##### Provided passage #####

You can check the release point of the clutch when stationary with the engine idling - slowly raise the clutch pedal from hard on the floor whilst slowly pushing the gear stick in and out of reverse. At some point engagement should become stiff and small movement around here should defeat the synchromesh and should have the dog teeth grinding gently - hold it there, then movement of the clutch pedal will stop and start the grinding allowing you to identify the precise disengagement point. This point should be well above the floor. If it's buried in the carpet pile or you can't find it your clutch isn't dispensing properly. If it's well above the floor and it's just that the lever is stiff to engage then it's more likely to be a linkage adjustment issue.


----------



## drone (Sep 24, 2014)

Sorry to resurrect this one, there is another issue that can possibly have an effect on the smoothness of the gear changes and that is the bottom gearbox mount.
Any oil leaks will gravitate here and soften the rubber. OE bushes etc are reasonably priced and slicken up the change, mine was sloppy prior to my work but the renewal of the rubber mount has had a profound effect on both the slick and accuracy of the linkage.


----------



## TT Tom TT (Oct 9, 2015)

Jay-225 said:


> ollie2016uk said:
> 
> 
> > Your gears shouldn't feel like that at all. I'd take the car back and complain if I were you especially being charged £1200 for a £750 job!!
> ...


Disagree, special high torque withstanding clutch, flywheel, clutch plate and CSC for 525 and then 300 for fitting I got.


----------

##### Raw data #####

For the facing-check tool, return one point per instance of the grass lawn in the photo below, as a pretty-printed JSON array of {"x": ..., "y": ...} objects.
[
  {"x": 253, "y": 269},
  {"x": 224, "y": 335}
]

#####
##### Raw data #####

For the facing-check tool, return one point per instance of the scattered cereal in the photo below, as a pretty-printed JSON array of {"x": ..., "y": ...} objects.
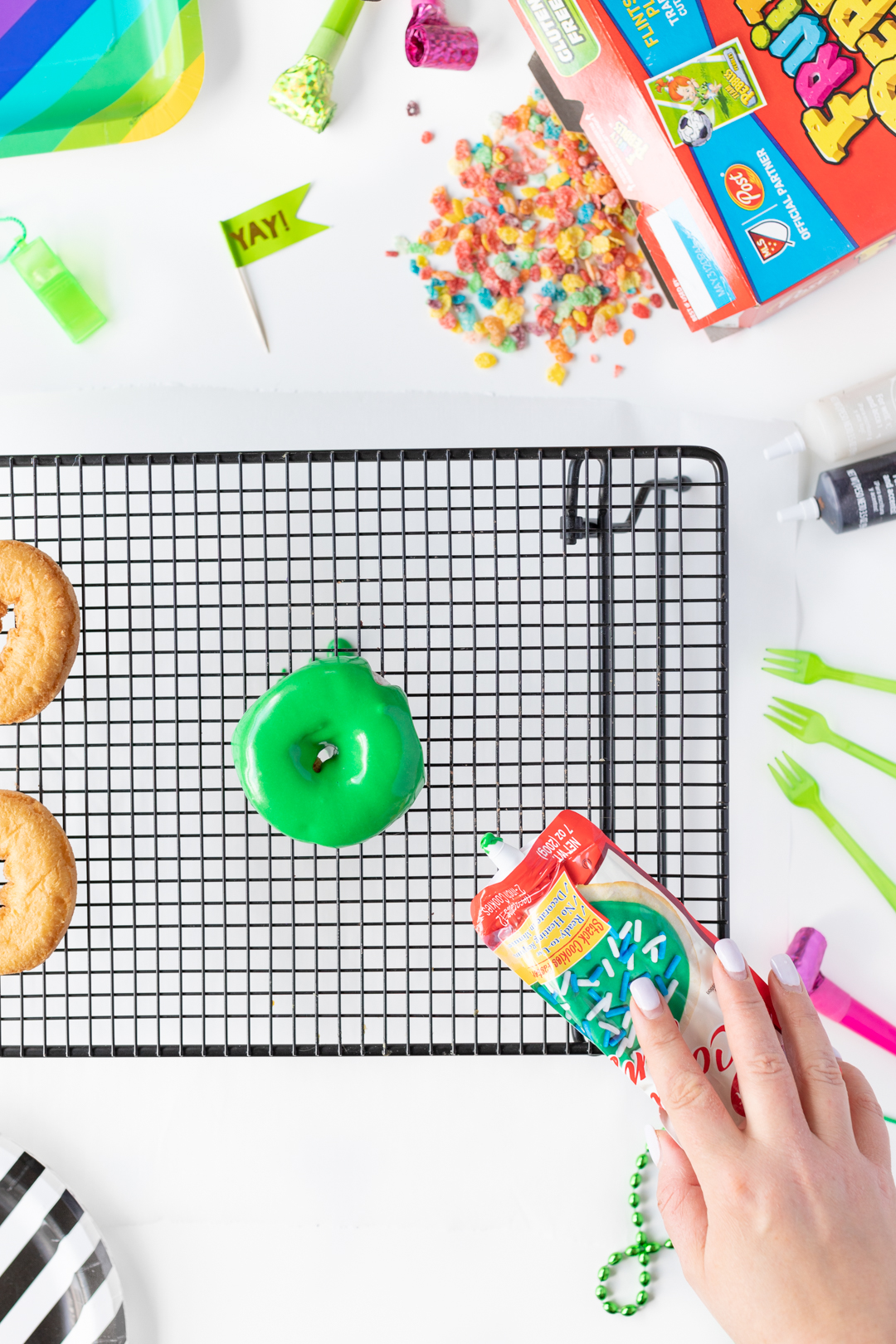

#####
##### Raw data #####

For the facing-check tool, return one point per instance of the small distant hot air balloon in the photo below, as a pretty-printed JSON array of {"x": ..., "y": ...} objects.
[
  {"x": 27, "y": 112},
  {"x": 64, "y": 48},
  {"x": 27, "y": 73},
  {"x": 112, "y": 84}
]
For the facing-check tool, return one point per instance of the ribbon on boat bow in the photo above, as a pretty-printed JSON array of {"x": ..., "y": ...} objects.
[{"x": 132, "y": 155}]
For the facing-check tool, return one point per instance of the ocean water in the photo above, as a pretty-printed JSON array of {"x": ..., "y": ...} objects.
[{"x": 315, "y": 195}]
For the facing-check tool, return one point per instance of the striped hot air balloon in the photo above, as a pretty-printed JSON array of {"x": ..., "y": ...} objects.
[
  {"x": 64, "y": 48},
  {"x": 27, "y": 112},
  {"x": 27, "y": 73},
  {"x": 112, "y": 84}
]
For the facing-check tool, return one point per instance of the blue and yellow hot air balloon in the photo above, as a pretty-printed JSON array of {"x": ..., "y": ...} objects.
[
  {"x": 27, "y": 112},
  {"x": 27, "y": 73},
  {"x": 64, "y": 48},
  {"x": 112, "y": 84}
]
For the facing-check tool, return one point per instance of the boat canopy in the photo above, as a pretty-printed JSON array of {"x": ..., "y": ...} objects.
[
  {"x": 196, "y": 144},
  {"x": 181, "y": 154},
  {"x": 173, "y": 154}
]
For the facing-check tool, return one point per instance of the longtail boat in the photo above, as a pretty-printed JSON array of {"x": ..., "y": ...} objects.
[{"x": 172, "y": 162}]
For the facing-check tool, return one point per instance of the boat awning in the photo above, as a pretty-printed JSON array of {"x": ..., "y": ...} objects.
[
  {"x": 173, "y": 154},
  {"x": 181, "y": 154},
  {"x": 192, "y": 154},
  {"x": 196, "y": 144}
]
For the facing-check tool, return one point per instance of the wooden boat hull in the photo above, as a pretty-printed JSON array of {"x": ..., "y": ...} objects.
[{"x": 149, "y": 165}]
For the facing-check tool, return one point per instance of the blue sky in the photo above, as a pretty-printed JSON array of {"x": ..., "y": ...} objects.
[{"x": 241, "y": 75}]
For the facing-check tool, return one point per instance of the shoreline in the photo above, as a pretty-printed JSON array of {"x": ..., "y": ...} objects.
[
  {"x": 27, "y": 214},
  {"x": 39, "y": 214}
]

#####

- What is asked -
(1) Print the part of the clutch thread that starts with "You can check" and ends with "linkage adjustment issue.", word for word.
(2) Name every forum username that shows up in the clutch thread.
You won't need the items for any of this.

- Complete answers -
(1)
You can check the release point of the clutch when stationary with the engine idling - slowly raise the clutch pedal from hard on the floor whilst slowly pushing the gear stick in and out of reverse. At some point engagement should become stiff and small movement around here should defeat the synchromesh and should have the dog teeth grinding gently - hold it there, then movement of the clutch pedal will stop and start the grinding allowing you to identify the precise disengagement point. This point should be well above the floor. If it's buried in the carpet pile or you can't find it your clutch isn't dispensing properly. If it's well above the floor and it's just that the lever is stiff to engage then it's more likely to be a linkage adjustment issue.

(2) drone, TT Tom TT, Jay-225, ollie2016uk